+++ STORED ROWS +++
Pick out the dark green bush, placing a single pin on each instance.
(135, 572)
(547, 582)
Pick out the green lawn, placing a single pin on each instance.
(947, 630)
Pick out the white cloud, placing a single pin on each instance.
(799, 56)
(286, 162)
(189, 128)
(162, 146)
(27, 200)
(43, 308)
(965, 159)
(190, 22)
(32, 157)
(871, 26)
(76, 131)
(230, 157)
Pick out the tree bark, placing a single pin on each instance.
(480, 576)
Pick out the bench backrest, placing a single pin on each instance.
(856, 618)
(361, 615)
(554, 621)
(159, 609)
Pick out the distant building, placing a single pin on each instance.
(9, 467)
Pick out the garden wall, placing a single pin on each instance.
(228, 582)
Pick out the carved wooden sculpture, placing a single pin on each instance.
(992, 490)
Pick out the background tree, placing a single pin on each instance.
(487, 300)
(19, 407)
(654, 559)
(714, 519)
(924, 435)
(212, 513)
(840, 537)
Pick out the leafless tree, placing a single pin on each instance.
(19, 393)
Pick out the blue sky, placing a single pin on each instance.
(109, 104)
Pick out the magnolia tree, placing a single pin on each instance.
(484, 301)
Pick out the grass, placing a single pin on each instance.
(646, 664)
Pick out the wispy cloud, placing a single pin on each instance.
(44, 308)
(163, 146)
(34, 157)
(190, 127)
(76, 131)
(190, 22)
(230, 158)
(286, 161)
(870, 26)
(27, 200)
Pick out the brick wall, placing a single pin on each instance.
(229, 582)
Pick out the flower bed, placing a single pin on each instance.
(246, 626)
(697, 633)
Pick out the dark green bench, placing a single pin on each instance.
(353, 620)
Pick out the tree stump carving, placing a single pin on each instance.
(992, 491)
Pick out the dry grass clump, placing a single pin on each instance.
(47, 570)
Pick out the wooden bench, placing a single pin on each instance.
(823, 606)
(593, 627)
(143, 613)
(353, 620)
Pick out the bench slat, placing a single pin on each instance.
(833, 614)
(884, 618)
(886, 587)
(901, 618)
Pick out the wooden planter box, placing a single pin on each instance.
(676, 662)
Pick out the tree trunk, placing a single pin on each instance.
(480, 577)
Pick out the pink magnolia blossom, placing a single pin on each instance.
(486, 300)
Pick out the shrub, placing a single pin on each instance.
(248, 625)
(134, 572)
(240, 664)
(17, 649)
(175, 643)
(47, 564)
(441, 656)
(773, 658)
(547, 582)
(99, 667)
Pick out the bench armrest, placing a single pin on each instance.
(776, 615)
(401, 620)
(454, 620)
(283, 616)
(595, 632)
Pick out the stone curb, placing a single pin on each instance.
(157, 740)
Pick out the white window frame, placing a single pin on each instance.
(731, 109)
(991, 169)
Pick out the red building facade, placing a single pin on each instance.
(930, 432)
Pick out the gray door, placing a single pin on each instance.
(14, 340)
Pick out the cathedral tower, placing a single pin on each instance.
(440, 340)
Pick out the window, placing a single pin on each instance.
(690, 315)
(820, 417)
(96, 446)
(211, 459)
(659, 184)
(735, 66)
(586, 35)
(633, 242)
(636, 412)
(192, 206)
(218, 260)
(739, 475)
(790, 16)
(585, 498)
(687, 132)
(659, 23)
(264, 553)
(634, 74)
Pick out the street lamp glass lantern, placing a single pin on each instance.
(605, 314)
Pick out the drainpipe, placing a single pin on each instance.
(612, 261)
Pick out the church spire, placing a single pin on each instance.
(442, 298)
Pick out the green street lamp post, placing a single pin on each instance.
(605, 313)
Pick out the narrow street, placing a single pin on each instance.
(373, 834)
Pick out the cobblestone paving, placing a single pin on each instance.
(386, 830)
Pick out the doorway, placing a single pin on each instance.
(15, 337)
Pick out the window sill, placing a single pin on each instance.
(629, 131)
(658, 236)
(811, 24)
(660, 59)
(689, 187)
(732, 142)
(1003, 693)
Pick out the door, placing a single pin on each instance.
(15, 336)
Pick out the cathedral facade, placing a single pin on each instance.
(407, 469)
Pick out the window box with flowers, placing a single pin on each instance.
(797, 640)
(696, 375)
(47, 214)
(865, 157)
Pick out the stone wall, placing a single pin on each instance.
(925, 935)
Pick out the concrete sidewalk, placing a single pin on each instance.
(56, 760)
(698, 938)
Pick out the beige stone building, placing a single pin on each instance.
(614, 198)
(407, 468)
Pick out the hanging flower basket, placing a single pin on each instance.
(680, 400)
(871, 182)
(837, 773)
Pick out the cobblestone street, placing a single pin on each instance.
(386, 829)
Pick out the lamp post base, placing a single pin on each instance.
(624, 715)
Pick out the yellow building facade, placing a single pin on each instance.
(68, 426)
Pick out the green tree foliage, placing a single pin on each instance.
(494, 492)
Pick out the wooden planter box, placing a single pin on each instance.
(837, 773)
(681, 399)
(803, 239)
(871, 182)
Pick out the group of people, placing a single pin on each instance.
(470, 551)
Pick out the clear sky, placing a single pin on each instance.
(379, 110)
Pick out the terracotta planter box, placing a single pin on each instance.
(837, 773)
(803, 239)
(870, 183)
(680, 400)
+++
## TASK PROMPT:
Render the records as a JSON list of strings, one string per line with blank lines omitted, covering only the lines from the line containing "Pick out the group" through the end of the records.

## EXERCISE SOLUTION:
[
  "Pick out the group of people, placing a single pin on each instance.",
  "(470, 551)",
  "Pick out the clear sky, placing a single pin on each instance.",
  "(379, 110)",
  "Pick out the terracotta planter box, placing a single pin on each instance.",
  "(837, 773)",
  "(803, 239)",
  "(870, 183)",
  "(680, 400)"
]